**SOURCE DOCUMENT**
The family immediately got a taxi and rushed him to a hospital. His pupils were dilated, he had no strength in his limbs and he was shaking all over.
A doctor told us there was nothing they could do to save him. Of course we pleaded with him to do everything possible. Later, we had my father transferred to another hospital. After a series of tests, they told us that he was suffering from a kind of cerebral dysfunction, which the doctor called tardive dyskinesia,* caused by carbon monoxide poisoning.
The doctors estimated that he had been poisoned at least one month earlier. Li said she had overheard the labour contractor who hired her father admitting to the doctor that he had indeed suffered from carbon monoxide poisoning while at work.
We were on the phone to the doctor in the hospital and we could hear the labour contractor talking with him. The contractor told him that it was a case of carbon monoxide poisoning. Later we had some tests done, including an MRI and a full medical check-up, which proved that he was not suffering from any (pre-existing) illness; and that it was without doubt a case of carbon monoxide poisoning.
Denying responsibility
However, when an official from Yuechi Power came to the hospital and realised just how serious Li’s condition was, the company refused to accept any responsibility and denied that Li had suffered from carbon monoxide poisoning at the Zhengzhou worksite. They also refused to tell his family the name and location of the worksite he had been employed at.
Despite her best efforts, Li Jinchun was unable to get any information from her father’s former co-workers: “Many of them were relatives or neighbours of the labour contractor. Even if they had wanted to tell me, they wouldn't have dared,” she said.
Li travelled to Zhengzhou and visited several hospitals hoping to find the medical records of her father’s hospitalization in the city – but all to no avail.
Li Shikuan currently suffers from severe memory loss and cannot remember the dates of his employment at Yuechi Power but Li Jinchun believes it was for at least for one year. However Li did not have his employment contract with him when he returned home and the power company later categorically denied that he had ever been employed there.

**WORK REQUEST A**
From the account of Li Shikuan's carbon monoxide poisoning, list each symptom he showed when his family took him by taxi to a hospital.
**WORK REQUEST B**
Carry on the account of Li Shikuan's carbon monoxide poisoning, starting after its final sentence.

**Saved entries**
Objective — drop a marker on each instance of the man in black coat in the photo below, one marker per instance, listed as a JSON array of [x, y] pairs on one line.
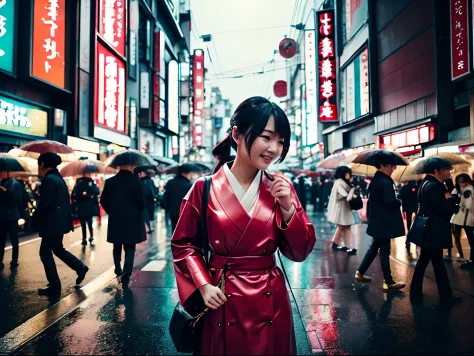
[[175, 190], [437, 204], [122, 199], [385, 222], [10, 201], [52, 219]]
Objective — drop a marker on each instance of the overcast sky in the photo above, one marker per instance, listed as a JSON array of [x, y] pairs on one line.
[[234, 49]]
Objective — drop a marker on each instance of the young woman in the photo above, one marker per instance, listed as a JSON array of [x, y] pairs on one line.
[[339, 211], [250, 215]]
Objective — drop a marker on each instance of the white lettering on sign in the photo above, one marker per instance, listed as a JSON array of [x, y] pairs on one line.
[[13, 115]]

--

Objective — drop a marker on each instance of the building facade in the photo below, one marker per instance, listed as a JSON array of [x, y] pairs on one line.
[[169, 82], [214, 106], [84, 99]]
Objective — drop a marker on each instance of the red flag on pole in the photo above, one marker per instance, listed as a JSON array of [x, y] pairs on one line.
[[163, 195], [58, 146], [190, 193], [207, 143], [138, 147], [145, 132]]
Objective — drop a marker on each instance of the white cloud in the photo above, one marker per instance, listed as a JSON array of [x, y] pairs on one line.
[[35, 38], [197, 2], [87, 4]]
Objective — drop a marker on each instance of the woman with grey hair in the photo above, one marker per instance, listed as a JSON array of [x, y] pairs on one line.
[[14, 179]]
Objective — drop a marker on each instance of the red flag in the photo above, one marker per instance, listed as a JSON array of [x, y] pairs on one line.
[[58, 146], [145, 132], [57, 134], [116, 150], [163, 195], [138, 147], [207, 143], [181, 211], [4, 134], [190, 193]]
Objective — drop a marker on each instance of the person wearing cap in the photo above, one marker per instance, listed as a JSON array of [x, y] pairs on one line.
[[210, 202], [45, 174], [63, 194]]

**REPLY A**
- Dilated pupils
- No strength in his limbs
- Shaking all over

**REPLY B**
The company my father worked for was by the sound of it a big enterprise: the State Grid Corporation. When the accident occurred, my dad was wearing a State Grid Corporation work uniform. They won't admit it, so there's nothing anyone can do.
If we go to court, we are bound to lose. Why? Because we haven't even been able to find out the location where he was working.
Petitioning in Beijing
Eventually, Li Jinchun decided to petition the higher authorities:
The local government ignored me. I then went to the provincial government, but they still ignored me. I had to go all the way to Beijing to petition the authorities before anyone paid attention.
In Beijing, Li tried to submit some materials supporting her claim to the national petitions office but was intercepted by officials from the Beijing office of the Sichuan provincial government and was sent home. Eventually, Yuechi Power gave the Gaoping District Petitions Office in Nanchong 70,000 yuan, which was then transferred to Li’s family to cover “medical expenses for the treatment of tardive dyskinesia caused by carbon monoxide poisoning.”
Yuechi Power refused to cover any subsequent medical expenses so Li Jinchun went back to Beijing in search of a more equitable settlement but “so far the matter has not been taken care of.”
Li said she does not expect compensation to fall into her lap. “The way I see it, that's just not how the world works.” However, on Han’s advice, she does now plan contact a local legal assistance centre in order to further pursue the family’s case.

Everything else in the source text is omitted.